- [Passage shown]
● ● ● ● ● ● ●
From:Jonathan Lipps <conlang@...>
Date:Wednesday, January 14, 2004, 17:21
Haha, Ray wins!

Ok, I suppose I thought the name was Alexander from "aner", you know, the
nominative. There is that funny delta though.

I also had no idea why "Harry" would be dative...

Jonathan

-----Original Message-----
From: Constructed Languages List [mailto:CONLANG@LISTSERV.BROWN.EDU] On
Behalf Of Ray Brown
Sent: Tuesday, January 13, 2004 10:54 PM
To: CONLANG@LISTSERV.BROWN.EDU
Subject: Re: [CONLANG] Classical language children's books

On Tuesday, January 13, 2004, at 09:42 AM, Jonathan Lipps wrote:

> I saw it on the internet once as 'Arrioi Potter, where the final iota in > 'Arrioi is of course subscript, and ' is rough breathing. Acute accents on > the alpha in the first word and omicron in the second.
Presumably dative case.
> The "er" ending is > nice, since it fits with names like Alexander.
...except that the _Greek_ form of the name is Alexandros.
● ● ● ● ● ● ●
- [Stated goal a] Report each line of the records that contains the string "white".
The message and the records have no connection to each other.
● ● ● ● ● ● ●
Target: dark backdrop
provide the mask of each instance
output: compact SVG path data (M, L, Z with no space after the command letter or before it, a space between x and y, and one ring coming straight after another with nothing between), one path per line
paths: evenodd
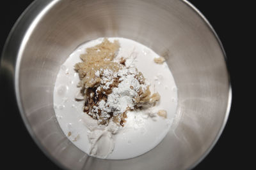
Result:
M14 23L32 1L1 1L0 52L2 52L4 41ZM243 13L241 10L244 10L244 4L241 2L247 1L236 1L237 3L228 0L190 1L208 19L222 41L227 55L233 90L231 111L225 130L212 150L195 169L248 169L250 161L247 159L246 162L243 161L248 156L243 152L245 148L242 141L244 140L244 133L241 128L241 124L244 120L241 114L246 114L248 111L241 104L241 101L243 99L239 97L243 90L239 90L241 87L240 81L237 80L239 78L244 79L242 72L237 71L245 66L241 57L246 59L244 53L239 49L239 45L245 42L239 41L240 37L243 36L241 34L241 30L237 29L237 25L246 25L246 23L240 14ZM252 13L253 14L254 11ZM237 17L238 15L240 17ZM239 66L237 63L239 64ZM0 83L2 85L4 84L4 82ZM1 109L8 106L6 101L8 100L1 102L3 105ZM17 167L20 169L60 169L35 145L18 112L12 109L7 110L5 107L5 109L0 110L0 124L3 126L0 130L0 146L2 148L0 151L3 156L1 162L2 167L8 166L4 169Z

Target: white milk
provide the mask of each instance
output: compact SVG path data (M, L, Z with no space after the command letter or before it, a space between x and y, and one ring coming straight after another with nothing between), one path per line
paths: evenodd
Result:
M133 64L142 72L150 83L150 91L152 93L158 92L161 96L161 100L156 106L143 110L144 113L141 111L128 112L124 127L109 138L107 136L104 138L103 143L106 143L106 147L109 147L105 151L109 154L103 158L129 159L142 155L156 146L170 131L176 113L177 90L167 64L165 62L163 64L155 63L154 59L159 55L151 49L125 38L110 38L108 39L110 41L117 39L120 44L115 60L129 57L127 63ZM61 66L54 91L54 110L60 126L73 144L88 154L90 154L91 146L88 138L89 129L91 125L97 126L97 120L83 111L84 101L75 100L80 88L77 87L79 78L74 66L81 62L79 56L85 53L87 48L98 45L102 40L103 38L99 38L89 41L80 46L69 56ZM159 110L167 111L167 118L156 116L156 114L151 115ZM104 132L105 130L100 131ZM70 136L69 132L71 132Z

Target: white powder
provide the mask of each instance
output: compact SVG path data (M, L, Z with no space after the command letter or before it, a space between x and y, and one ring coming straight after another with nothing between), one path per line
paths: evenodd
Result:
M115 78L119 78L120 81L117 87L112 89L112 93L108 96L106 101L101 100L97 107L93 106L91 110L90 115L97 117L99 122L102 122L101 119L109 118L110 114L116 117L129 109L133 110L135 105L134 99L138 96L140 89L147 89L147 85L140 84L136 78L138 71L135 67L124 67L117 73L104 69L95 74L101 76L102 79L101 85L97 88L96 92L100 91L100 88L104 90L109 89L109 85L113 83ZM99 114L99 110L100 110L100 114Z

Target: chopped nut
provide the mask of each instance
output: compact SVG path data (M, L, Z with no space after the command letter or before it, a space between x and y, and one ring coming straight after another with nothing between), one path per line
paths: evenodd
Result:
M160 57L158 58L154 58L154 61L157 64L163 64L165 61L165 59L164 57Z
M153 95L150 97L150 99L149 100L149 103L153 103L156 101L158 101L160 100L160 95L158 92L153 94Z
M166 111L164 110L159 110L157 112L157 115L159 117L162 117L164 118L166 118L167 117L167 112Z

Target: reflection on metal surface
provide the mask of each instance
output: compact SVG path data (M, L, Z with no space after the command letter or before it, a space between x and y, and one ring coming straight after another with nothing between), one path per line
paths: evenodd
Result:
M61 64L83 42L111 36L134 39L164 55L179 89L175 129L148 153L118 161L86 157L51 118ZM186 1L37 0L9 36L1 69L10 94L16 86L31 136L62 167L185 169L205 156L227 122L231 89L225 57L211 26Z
● ● ● ● ● ● ●
- [Stated goal b] Copy the full mailing-list message about the Greek form of Harry Potter's name.

- [Expected answer a]
Target: white milk
Target: white powder

- [Expected answer b]
From:Jonathan Lipps <conlang@...>
Date:Wednesday, January 14, 2004, 17:21
Haha, Ray wins!

Ok, I suppose I thought the name was Alexander from "aner", you know, the
nominative. There is that funny delta though.

I also had no idea why "Harry" would be dative...

Jonathan

-----Original Message-----
From: Constructed Languages List [mailto:CONLANG@LISTSERV.BROWN.EDU] On
Behalf Of Ray Brown
Sent: Tuesday, January 13, 2004 10:54 PM
To: CONLANG@LISTSERV.BROWN.EDU
Subject: Re: [CONLANG] Classical language children's books

On Tuesday, January 13, 2004, at 09:42 AM, Jonathan Lipps wrote:

> I saw it on the internet once as 'Arrioi Potter, where the final iota in > 'Arrioi is of course subscript, and ' is rough breathing. Acute accents on > the alpha in the first word and omicron in the second.
Presumably dative case.
> The "er" ending is > nice, since it fits with names like Alexander.
...except that the _Greek_ form of the name is Alexandros.